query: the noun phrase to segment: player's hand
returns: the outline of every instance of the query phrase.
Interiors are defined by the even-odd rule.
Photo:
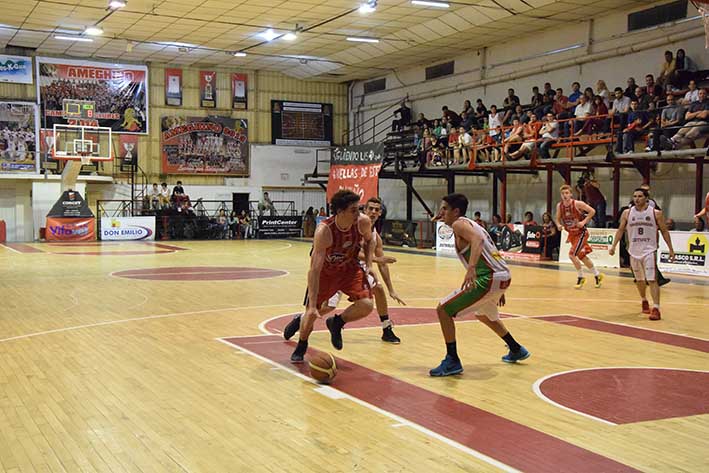
[[[669,262],[672,263],[675,260],[675,250],[670,250]]]
[[[465,273],[465,279],[463,280],[463,284],[460,286],[460,288],[464,291],[469,291],[473,289],[475,287],[475,279],[477,279],[477,274],[475,274],[475,270],[468,270],[468,272]]]
[[[559,230],[559,231],[561,231],[561,225],[557,225],[557,226],[556,226],[556,229]]]
[[[615,254],[615,248],[611,247],[608,249],[608,254],[613,256]]]
[[[306,319],[308,317],[315,317],[316,319],[322,318],[322,315],[320,315],[320,311],[314,307],[308,307],[305,311],[305,314],[303,315]]]
[[[401,297],[399,297],[399,294],[397,294],[397,293],[394,292],[394,291],[391,291],[391,292],[389,293],[389,297],[391,297],[392,299],[394,299],[396,302],[398,302],[398,303],[401,304],[401,305],[406,305],[406,302],[404,302],[403,300],[401,300]]]
[[[583,228],[583,227],[585,227],[585,226],[586,226],[586,224],[583,223],[583,221],[576,222],[576,228]]]
[[[394,264],[396,263],[396,258],[393,256],[379,256],[374,258],[374,262],[379,264]]]
[[[500,296],[500,300],[497,301],[497,305],[498,305],[499,307],[504,307],[504,306],[505,306],[505,302],[507,302],[507,301],[505,300],[505,295],[502,294],[502,295]]]

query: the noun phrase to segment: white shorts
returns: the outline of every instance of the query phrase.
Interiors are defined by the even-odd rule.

* **INSTRUCTIONS TO FOLLOW**
Please reproduce the listing exactly, leaving out any pictures.

* **SOLUTION TO THIS TASK**
query: the noun phrase to segment: player's hand
returns: the outline of every instance of the query phrase.
Interiors are defined by the even-odd rule.
Photo:
[[[669,262],[672,263],[675,260],[675,250],[670,250]]]
[[[465,273],[465,279],[463,280],[463,284],[460,286],[460,288],[464,291],[469,291],[473,289],[475,287],[475,279],[477,279],[477,274],[475,274],[475,270],[468,270],[468,272]]]
[[[559,230],[559,231],[561,231],[561,225],[557,225],[557,226],[556,226],[556,229]]]
[[[615,254],[615,248],[611,247],[608,249],[608,254],[613,256]]]
[[[306,319],[308,317],[315,317],[316,319],[322,318],[322,315],[320,315],[320,311],[314,307],[308,307],[305,311],[305,314],[303,315]]]
[[[401,297],[399,297],[399,294],[397,294],[397,293],[394,292],[394,291],[391,291],[391,292],[389,293],[389,297],[391,297],[392,299],[394,299],[396,302],[398,302],[398,303],[401,304],[401,305],[406,305],[406,302],[404,302],[403,300],[401,300]]]
[[[583,228],[583,227],[585,227],[585,226],[586,226],[586,224],[583,223],[583,221],[576,222],[576,228]]]
[[[394,264],[396,263],[396,258],[393,256],[379,256],[374,258],[374,262],[379,264]]]
[[[500,296],[500,300],[497,301],[497,305],[498,305],[499,307],[504,307],[504,306],[505,306],[505,302],[507,302],[507,301],[505,300],[505,295],[502,294],[502,295]]]

query: the noun phrase to segment: white shorts
returns: the outline of every instance of the query phrase.
Interiors are defined by the even-odd rule.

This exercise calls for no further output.